Duplicate the part of the rows below that opens with the line containing "In this photo, where can the drumstick" and closes with the line containing "pixel 292 604", both of those lines included, keeping every line the same.
-- Rows start --
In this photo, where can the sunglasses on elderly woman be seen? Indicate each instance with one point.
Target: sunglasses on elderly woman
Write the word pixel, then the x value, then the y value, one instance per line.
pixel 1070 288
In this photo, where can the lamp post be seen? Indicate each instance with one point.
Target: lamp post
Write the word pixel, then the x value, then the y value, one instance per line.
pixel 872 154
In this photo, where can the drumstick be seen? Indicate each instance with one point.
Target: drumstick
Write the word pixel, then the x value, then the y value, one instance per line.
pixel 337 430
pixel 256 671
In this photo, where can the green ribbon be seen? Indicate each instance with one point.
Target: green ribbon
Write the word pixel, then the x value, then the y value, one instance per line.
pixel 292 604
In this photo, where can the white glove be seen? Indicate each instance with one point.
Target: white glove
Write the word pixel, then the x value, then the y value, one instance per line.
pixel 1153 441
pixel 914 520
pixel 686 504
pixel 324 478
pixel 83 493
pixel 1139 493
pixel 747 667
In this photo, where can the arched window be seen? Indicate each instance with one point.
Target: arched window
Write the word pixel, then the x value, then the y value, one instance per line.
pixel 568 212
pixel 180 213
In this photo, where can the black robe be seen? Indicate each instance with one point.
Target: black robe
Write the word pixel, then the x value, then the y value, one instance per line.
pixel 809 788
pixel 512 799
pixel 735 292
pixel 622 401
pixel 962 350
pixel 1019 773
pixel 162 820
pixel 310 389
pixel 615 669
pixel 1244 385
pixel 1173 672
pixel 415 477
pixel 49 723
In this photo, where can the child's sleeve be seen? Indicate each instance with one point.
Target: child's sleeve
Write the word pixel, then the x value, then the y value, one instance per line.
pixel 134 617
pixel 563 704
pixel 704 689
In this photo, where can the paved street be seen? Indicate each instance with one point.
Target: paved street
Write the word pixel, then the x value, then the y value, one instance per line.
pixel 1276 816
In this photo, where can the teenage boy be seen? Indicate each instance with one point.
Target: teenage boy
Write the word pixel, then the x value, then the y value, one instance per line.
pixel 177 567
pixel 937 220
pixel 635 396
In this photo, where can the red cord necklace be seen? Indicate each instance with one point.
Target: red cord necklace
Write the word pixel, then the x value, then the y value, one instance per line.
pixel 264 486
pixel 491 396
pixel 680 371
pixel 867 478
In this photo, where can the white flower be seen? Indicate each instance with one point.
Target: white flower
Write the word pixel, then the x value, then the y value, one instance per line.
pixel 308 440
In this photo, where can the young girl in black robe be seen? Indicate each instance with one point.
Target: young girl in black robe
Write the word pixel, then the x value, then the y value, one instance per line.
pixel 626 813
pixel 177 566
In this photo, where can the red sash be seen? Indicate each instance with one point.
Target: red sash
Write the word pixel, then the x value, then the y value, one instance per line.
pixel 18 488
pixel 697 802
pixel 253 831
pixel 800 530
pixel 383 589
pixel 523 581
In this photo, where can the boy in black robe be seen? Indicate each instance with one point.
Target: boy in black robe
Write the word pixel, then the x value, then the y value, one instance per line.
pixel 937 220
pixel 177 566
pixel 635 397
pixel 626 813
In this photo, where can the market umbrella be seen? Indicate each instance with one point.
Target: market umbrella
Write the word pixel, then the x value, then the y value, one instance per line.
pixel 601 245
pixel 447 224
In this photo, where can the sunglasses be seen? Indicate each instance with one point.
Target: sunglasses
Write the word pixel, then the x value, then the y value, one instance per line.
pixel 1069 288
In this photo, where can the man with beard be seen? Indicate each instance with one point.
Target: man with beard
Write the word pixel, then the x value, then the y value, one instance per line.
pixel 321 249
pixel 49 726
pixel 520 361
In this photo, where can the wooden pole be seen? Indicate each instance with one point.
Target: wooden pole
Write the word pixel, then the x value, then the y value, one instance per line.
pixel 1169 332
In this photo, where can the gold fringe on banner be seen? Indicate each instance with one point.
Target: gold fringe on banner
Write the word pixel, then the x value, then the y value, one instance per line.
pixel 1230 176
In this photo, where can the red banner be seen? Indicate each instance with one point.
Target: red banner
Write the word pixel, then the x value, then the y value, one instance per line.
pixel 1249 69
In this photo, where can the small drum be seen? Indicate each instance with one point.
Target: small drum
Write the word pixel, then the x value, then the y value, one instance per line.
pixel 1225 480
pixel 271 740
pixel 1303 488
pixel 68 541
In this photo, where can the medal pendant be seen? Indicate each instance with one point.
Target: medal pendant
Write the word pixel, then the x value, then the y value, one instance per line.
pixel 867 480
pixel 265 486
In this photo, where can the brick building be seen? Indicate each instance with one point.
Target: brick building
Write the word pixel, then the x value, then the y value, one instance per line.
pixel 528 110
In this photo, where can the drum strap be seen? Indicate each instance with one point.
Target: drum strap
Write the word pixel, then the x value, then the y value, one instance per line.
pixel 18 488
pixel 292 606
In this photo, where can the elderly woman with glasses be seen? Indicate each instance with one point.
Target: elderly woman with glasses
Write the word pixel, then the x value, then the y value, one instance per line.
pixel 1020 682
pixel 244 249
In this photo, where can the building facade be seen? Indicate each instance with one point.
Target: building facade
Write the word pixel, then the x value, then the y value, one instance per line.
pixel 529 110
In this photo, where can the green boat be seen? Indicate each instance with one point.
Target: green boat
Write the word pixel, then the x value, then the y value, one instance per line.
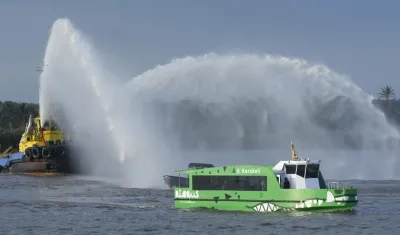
pixel 293 185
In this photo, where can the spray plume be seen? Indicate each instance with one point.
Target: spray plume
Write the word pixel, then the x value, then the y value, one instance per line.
pixel 137 130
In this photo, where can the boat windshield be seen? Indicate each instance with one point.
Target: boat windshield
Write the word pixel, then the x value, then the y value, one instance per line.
pixel 312 170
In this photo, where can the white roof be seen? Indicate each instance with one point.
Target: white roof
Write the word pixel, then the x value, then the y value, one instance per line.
pixel 279 165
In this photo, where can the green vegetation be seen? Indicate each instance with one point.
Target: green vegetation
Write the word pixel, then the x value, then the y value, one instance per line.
pixel 14 116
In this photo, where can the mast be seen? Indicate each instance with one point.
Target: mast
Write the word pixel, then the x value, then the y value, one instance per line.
pixel 294 155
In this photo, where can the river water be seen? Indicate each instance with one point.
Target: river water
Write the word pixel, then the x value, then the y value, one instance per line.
pixel 86 205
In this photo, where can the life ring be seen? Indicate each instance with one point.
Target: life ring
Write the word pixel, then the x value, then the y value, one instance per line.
pixel 45 152
pixel 60 150
pixel 35 153
pixel 28 154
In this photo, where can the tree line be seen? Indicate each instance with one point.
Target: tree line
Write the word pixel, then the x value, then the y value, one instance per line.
pixel 14 115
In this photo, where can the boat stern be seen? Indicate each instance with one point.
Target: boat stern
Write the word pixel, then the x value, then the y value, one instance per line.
pixel 341 194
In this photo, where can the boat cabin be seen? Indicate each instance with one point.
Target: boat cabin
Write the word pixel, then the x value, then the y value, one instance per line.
pixel 302 174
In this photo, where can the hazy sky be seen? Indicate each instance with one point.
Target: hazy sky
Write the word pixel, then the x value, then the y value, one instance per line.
pixel 357 38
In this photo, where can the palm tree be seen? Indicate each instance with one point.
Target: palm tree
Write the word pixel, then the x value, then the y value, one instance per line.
pixel 387 93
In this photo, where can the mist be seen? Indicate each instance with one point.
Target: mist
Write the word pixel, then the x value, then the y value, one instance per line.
pixel 137 131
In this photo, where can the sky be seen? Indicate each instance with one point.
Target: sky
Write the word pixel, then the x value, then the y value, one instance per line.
pixel 356 38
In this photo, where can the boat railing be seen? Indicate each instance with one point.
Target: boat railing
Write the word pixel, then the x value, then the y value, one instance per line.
pixel 339 185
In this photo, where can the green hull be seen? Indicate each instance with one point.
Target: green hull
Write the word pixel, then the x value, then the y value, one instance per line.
pixel 256 189
pixel 316 200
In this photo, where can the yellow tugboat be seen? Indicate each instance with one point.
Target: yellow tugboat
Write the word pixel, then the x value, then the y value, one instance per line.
pixel 42 148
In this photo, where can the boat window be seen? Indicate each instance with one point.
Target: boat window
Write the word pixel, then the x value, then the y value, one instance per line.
pixel 301 170
pixel 312 171
pixel 236 183
pixel 290 169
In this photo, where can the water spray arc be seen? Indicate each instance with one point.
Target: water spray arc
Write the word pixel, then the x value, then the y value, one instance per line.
pixel 211 100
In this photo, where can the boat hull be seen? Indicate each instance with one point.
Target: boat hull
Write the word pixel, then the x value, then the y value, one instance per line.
pixel 59 162
pixel 322 200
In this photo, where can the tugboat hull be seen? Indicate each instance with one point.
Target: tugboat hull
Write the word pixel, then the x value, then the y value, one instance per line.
pixel 58 161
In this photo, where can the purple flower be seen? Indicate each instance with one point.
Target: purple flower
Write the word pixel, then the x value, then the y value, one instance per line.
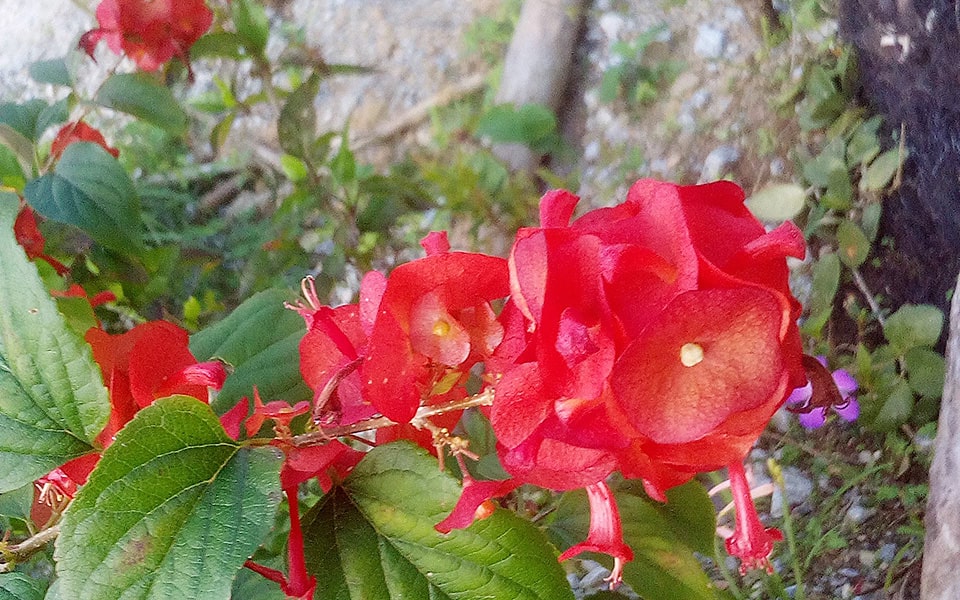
pixel 812 414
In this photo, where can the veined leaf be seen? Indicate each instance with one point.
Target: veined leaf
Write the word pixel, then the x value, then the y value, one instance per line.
pixel 172 510
pixel 261 340
pixel 89 189
pixel 144 97
pixel 52 401
pixel 374 539
pixel 17 586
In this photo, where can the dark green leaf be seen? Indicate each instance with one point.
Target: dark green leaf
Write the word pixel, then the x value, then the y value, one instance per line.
pixel 52 71
pixel 297 124
pixel 52 401
pixel 854 245
pixel 261 339
pixel 663 542
pixel 23 117
pixel 252 24
pixel 142 96
pixel 17 503
pixel 89 189
pixel 374 539
pixel 926 371
pixel 17 586
pixel 895 408
pixel 825 280
pixel 914 325
pixel 172 510
pixel 881 170
pixel 19 146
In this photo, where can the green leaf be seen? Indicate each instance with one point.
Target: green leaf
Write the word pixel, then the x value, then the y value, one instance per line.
pixel 896 407
pixel 19 146
pixel 914 325
pixel 219 44
pixel 89 189
pixel 52 401
pixel 172 510
pixel 17 586
pixel 53 71
pixel 854 245
pixel 17 503
pixel 663 539
pixel 261 340
pixel 252 25
pixel 296 127
pixel 23 117
pixel 142 96
pixel 777 202
pixel 824 284
pixel 926 371
pixel 530 124
pixel 881 171
pixel 374 539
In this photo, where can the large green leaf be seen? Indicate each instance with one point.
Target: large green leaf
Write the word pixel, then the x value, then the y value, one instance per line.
pixel 172 510
pixel 663 538
pixel 89 189
pixel 17 586
pixel 374 539
pixel 261 340
pixel 142 96
pixel 52 401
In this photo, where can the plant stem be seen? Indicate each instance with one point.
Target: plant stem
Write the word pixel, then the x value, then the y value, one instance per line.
pixel 20 552
pixel 313 438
-- Rows end --
• _Output of the task_:
In this photo, where can the drumstick be seen? Indicate each instance with one point.
Target: drumstick
Write the word pixel, then the x value, then the y value, one instance per line.
pixel 337 430
pixel 256 671
In this photo, where can the green ribbon be seen? Indicate each instance with one point.
Target: green ribbon
Write the word pixel, then the x value, then the y value, one instance per line.
pixel 292 604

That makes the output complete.